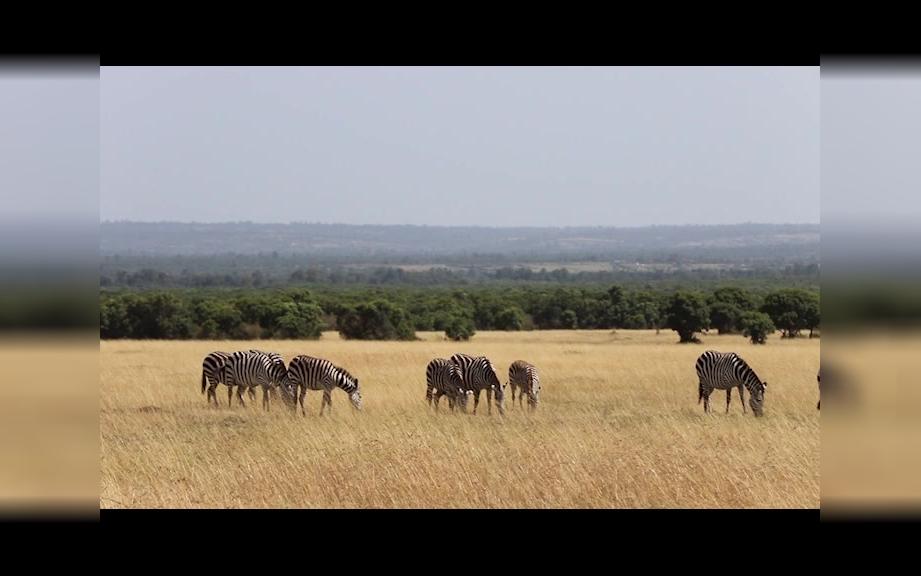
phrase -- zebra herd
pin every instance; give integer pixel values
(459, 378)
(251, 369)
(464, 376)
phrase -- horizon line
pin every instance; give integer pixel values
(300, 223)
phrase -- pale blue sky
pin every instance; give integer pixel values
(490, 146)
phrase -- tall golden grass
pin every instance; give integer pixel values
(618, 426)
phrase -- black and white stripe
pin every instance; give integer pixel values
(725, 371)
(478, 375)
(256, 369)
(818, 378)
(280, 374)
(212, 374)
(443, 378)
(524, 377)
(309, 373)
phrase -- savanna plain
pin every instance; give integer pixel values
(618, 426)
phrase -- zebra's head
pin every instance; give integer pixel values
(756, 398)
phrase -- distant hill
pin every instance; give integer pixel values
(372, 243)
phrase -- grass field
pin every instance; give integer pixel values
(618, 427)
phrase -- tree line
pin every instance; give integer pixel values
(253, 273)
(397, 313)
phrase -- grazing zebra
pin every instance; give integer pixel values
(725, 371)
(478, 374)
(211, 375)
(309, 373)
(443, 378)
(524, 376)
(279, 367)
(251, 369)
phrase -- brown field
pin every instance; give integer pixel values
(618, 427)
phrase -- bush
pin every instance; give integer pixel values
(686, 314)
(792, 310)
(757, 326)
(378, 320)
(460, 328)
(510, 319)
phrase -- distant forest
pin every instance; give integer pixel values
(251, 281)
(148, 256)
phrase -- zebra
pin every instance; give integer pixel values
(279, 367)
(251, 369)
(524, 376)
(443, 378)
(478, 375)
(725, 371)
(309, 373)
(211, 375)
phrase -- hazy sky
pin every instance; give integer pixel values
(49, 142)
(487, 146)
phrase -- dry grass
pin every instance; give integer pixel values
(618, 426)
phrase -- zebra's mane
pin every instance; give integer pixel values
(747, 371)
(344, 372)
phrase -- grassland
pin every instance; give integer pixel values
(618, 427)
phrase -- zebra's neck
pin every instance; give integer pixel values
(343, 382)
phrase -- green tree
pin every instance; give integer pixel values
(727, 305)
(377, 320)
(686, 314)
(511, 318)
(791, 310)
(460, 328)
(301, 320)
(757, 326)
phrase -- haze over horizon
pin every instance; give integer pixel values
(488, 146)
(498, 226)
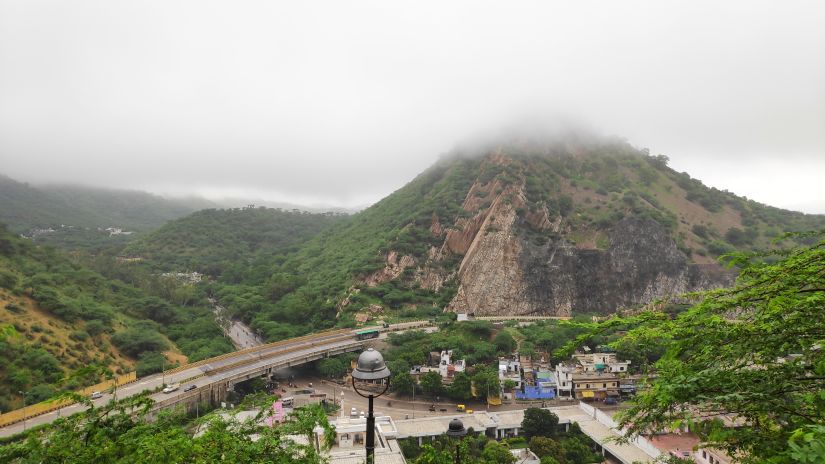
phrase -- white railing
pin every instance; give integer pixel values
(640, 442)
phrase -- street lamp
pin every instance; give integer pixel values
(370, 368)
(24, 408)
(457, 431)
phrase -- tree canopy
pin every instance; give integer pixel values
(745, 367)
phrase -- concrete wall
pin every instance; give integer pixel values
(603, 418)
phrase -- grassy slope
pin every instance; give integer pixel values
(65, 317)
(591, 185)
(26, 207)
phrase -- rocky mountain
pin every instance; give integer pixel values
(553, 226)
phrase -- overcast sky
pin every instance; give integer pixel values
(343, 102)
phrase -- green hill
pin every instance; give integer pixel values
(59, 318)
(229, 243)
(558, 226)
(76, 217)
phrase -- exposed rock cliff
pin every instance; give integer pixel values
(502, 273)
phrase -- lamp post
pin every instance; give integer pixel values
(24, 408)
(371, 367)
(457, 431)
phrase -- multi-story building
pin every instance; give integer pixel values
(601, 362)
(448, 367)
(564, 380)
(595, 385)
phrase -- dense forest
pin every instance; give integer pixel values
(62, 317)
(584, 187)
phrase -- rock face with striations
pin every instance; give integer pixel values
(508, 276)
(502, 273)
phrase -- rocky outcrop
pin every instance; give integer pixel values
(395, 266)
(642, 264)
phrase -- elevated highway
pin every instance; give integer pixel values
(213, 378)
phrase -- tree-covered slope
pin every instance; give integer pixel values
(518, 227)
(25, 207)
(60, 318)
(225, 242)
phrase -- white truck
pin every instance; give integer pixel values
(171, 388)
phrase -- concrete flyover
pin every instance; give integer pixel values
(214, 377)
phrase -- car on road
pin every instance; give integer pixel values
(171, 388)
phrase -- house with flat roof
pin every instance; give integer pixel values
(595, 385)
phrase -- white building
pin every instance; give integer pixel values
(509, 369)
(602, 362)
(448, 367)
(564, 380)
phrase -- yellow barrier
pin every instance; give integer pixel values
(33, 410)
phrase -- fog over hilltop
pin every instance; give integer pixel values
(339, 103)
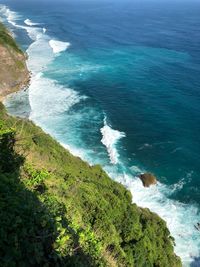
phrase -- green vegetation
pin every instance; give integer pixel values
(7, 40)
(56, 210)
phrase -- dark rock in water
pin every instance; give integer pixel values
(148, 179)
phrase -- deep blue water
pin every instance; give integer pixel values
(134, 67)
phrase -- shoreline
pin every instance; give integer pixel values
(7, 95)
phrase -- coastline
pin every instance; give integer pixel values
(14, 73)
(139, 196)
(20, 87)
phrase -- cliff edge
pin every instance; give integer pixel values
(57, 210)
(14, 74)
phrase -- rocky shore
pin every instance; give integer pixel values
(14, 74)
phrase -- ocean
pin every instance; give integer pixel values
(117, 83)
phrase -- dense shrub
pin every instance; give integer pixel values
(56, 210)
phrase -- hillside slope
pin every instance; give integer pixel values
(57, 210)
(13, 71)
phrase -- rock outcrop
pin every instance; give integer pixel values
(148, 179)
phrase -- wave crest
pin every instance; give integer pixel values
(58, 46)
(110, 139)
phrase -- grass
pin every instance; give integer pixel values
(7, 40)
(68, 213)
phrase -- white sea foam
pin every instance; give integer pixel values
(58, 46)
(30, 23)
(110, 139)
(48, 99)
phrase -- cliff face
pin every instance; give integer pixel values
(14, 74)
(56, 210)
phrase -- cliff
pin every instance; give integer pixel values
(56, 210)
(14, 74)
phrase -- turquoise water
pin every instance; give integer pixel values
(117, 82)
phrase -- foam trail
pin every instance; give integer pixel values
(58, 46)
(110, 139)
(30, 23)
(48, 100)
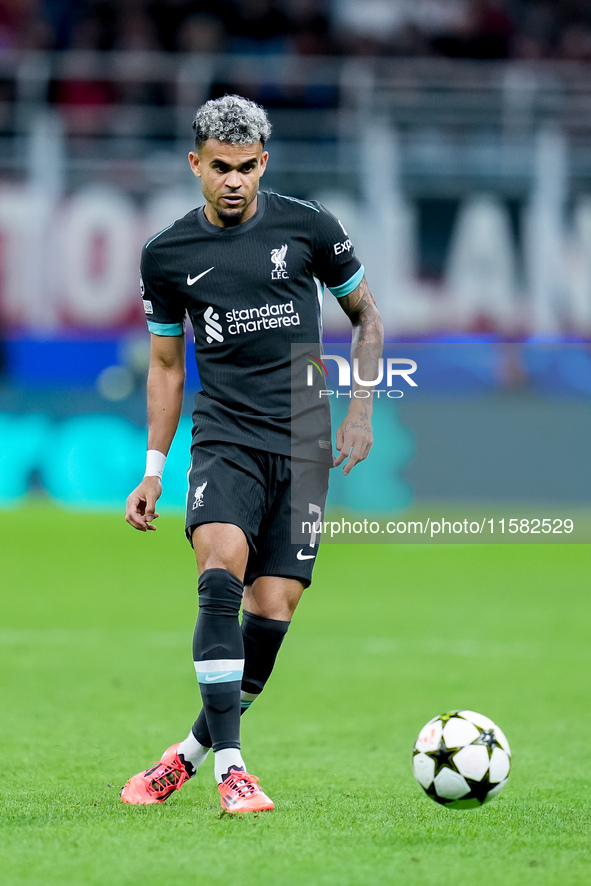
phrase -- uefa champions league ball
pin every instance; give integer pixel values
(461, 759)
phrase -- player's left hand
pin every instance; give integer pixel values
(354, 438)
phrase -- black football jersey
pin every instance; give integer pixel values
(252, 292)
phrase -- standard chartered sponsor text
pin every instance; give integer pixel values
(442, 527)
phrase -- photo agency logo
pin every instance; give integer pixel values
(390, 371)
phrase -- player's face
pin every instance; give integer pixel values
(229, 179)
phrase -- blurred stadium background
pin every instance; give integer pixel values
(453, 140)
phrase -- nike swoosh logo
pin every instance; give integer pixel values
(191, 280)
(209, 678)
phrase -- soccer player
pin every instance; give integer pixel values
(248, 268)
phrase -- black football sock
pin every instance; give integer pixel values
(218, 653)
(262, 640)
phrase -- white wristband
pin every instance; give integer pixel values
(155, 461)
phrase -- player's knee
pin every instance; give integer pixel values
(220, 593)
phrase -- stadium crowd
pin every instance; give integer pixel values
(487, 29)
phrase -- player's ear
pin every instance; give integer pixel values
(195, 163)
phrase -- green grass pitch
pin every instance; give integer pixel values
(97, 680)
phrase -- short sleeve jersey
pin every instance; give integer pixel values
(251, 292)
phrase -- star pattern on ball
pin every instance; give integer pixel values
(443, 757)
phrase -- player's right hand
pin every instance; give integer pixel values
(141, 504)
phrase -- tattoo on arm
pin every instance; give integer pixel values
(360, 306)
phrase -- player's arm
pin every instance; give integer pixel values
(166, 384)
(354, 437)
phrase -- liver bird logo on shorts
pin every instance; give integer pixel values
(198, 503)
(278, 258)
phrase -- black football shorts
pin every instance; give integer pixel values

▸ **DESCRIPTION OF THE TASK**
Repeat the data above exactly, leaving out any pictures it holds.

▸ **RESPONSE TO THIS EXERCISE**
phrase -- zebra herd
pin every instance; give integer pixel values
(459, 378)
(251, 369)
(464, 376)
phrase -- horizon line
pin every instance; give integer pixel values
(300, 223)
phrase -- pale blue sky
pin every instance; give integer pixel values
(490, 146)
phrase -- tall golden grass
pin every instance; give integer pixel values
(618, 426)
phrase -- black and white stripe
pin every instance; give integer pixel values
(725, 371)
(478, 375)
(256, 369)
(818, 378)
(280, 374)
(212, 374)
(443, 378)
(524, 377)
(309, 373)
phrase -- savanna plain
pin every instance; give integer pixel values
(618, 426)
phrase -- zebra's head
pin every instance; give integer pixel values
(756, 398)
phrase -- distant hill
pin every instance; give integer pixel values
(372, 243)
phrase -- grass field
pin every instance; give integer pixel values
(618, 427)
phrase -- tree line
pin every instance; give integer pixel values
(253, 273)
(397, 313)
phrase -- grazing zebra
pin every instance; give integer pixel values
(725, 371)
(478, 374)
(211, 375)
(309, 373)
(443, 378)
(524, 376)
(279, 367)
(251, 369)
phrase -- brown field
pin every instance; give integer pixel values
(618, 427)
phrase -- bush
pin every instance; give integer pixel values
(686, 314)
(792, 310)
(757, 326)
(378, 320)
(460, 328)
(510, 319)
phrase -- distant forest
pin every instance; give integer pixel values
(251, 281)
(148, 256)
phrase -- zebra
pin every instance; give integer pixel values
(279, 367)
(251, 369)
(524, 376)
(443, 378)
(478, 375)
(725, 371)
(309, 373)
(211, 375)
phrase -- hazy sky
pin every instance; give integer pixel values
(49, 142)
(487, 146)
phrase -- dry grass
pin every instance; give integer pixel values
(618, 426)
phrase -- zebra's mane
pin every instance; give integer pixel values
(747, 371)
(344, 372)
phrase -- grassland
pin every instance; give integer pixel values
(618, 427)
phrase -- zebra's neck
pin every instance; give integer pixel values
(343, 382)
phrase -- green tree
pin every instance; give integer pixel values
(727, 305)
(377, 320)
(686, 314)
(511, 318)
(791, 310)
(460, 328)
(301, 320)
(757, 326)
phrase -- haze over horizon
pin every instance; give integer pixel values
(488, 146)
(498, 226)
phrase -- white railing
pin every instance; give integer pixel values
(640, 442)
phrase -- street lamp
pin every instance; give integer pixel values
(370, 368)
(24, 408)
(457, 431)
phrase -- tree canopy
pin every instance; give integer pixel values
(745, 367)
phrase -- concrete wall
pin every instance; give integer pixel values
(603, 418)
phrase -- grassy slope
pin every instance; give integer pixel values
(65, 317)
(591, 185)
(26, 207)
phrase -- rocky mountain
pin every instance; give integer pixel values
(553, 226)
phrase -- overcast sky
pin every instance; give integer pixel values
(343, 102)
phrase -- green hill
pin every instance; give integer pixel values
(59, 318)
(229, 243)
(558, 226)
(76, 217)
phrase -- exposed rock cliff
pin every instance; give integer pixel values
(502, 273)
phrase -- lamp post
pin every instance; give integer pixel values
(24, 408)
(371, 367)
(457, 431)
phrase -- multi-story building
pin every instance; give integer pixel values
(601, 362)
(448, 367)
(564, 380)
(595, 385)
phrase -- dense forest
pin every instance; give integer pixel values
(62, 317)
(584, 187)
phrase -- rock face with striations
pin every instance; give integer pixel values
(508, 276)
(502, 273)
phrase -- rocky outcrop
pin every instance; give integer pixel values
(395, 266)
(642, 264)
phrase -- elevated highway
pin every instance; give integer pixel values
(213, 378)
phrase -- tree-covered slope
pin every instance; give integer pixel values
(518, 227)
(25, 207)
(60, 318)
(225, 242)
phrase -- white truck
pin every instance; give integer pixel values
(171, 388)
phrase -- concrete flyover
pin every instance; give integer pixel values
(214, 377)
phrase -- car on road
pin every instance; give integer pixel values
(171, 388)
phrase -- house with flat roof
pin every instance; give integer pixel values
(595, 385)
phrase -- white building
pin every instance; give integer pixel values
(509, 369)
(602, 362)
(448, 367)
(564, 380)
phrase -- yellow barrier
pin every instance; give integer pixel values
(33, 410)
phrase -- fog over hilltop
pin every instance; give integer pixel values
(339, 103)
phrase -- green vegetation
pin every instance; give integer pixel values
(7, 40)
(56, 210)
phrase -- dark rock in water
pin every instance; give integer pixel values
(148, 179)
phrase -- deep blue water
pin every instance; give integer pixel values
(134, 67)
phrase -- shoreline
pin every instance; give integer pixel values
(7, 95)
phrase -- coastline
pin every instance; give integer pixel values
(14, 73)
(139, 196)
(20, 87)
phrase -- cliff edge
pin every instance; give integer pixel values
(57, 210)
(14, 74)
phrase -- rocky shore
pin every instance; give integer pixel values
(14, 74)
phrase -- ocean
pin every instance; give integer pixel values
(117, 83)
phrase -- dense shrub
pin every instance; give integer pixel values
(56, 210)
phrase -- hillside slope
pin every instance; give integer pixel values
(57, 210)
(13, 71)
phrase -- rock outcrop
pin every instance; give integer pixel values
(148, 179)
phrase -- wave crest
pin every instance; give integer pixel values
(58, 46)
(110, 139)
phrase -- grass
pin every instance; give integer pixel values
(7, 40)
(68, 213)
phrase -- white sea foam
pin every instance; give integer pixel values
(58, 46)
(30, 23)
(110, 139)
(48, 99)
phrase -- cliff face
pin every instance; give integer pixel values
(14, 74)
(56, 210)
phrase -- cliff
pin every instance; give integer pixel values
(56, 210)
(14, 74)
phrase -- turquoise water
pin every instance; give integer pixel values
(117, 82)
phrase -- foam trail
pin every instance; give integer pixel values
(58, 46)
(110, 139)
(30, 23)
(48, 100)
phrase -- uefa champions league ball
pin every instance; give integer pixel values
(461, 759)
phrase -- player's left hand
pin every instance; give integer pixel values
(354, 438)
phrase -- black football jersey
pin every instance; give integer pixel values
(252, 292)
phrase -- standard chartered sponsor text
pin every instance; give integer pixel values
(442, 527)
phrase -- photo agency logo
pin every instance; give integer pixel values
(390, 371)
phrase -- player's face
pin every instance; give integer pixel values
(229, 179)
phrase -- blurred stadium background
pin every instance; give integer pixel values
(453, 140)
phrase -- nike swoosh logo
pin every instance; give integer pixel values
(191, 280)
(209, 678)
phrase -- soccer player
pin every instance; give integer pixel values
(248, 268)
phrase -- black football sock
pin every instance; give integer pixel values
(218, 653)
(262, 640)
phrase -- white wristband
pin every instance; give integer pixel values
(155, 461)
phrase -- player's knee
pin every instance; give integer pixel values
(220, 593)
phrase -- stadium crowd
pin every instance; give integer pixel values
(487, 29)
phrase -- player's ear
pin every instance; give integer pixel values
(195, 163)
phrase -- green grass pitch
pin every instance; give integer pixel values
(97, 680)
phrase -- short sleeve jersey
pin every instance; give integer pixel values
(251, 292)
phrase -- star pattern on ball
pin every instance; give integer pixel values
(443, 757)
phrase -- player's right hand
pin every instance; give integer pixel values
(141, 504)
phrase -- tattoo on arm
pin every instance; give integer pixel values
(360, 306)
phrase -- player's arm
pin every instance; give integer pixel values
(166, 384)
(354, 437)
phrase -- liver bird logo on shorts
pin every instance; give integer pixel values
(198, 503)
(278, 258)
phrase -- black football shorts
pin every instance; give integer pixel values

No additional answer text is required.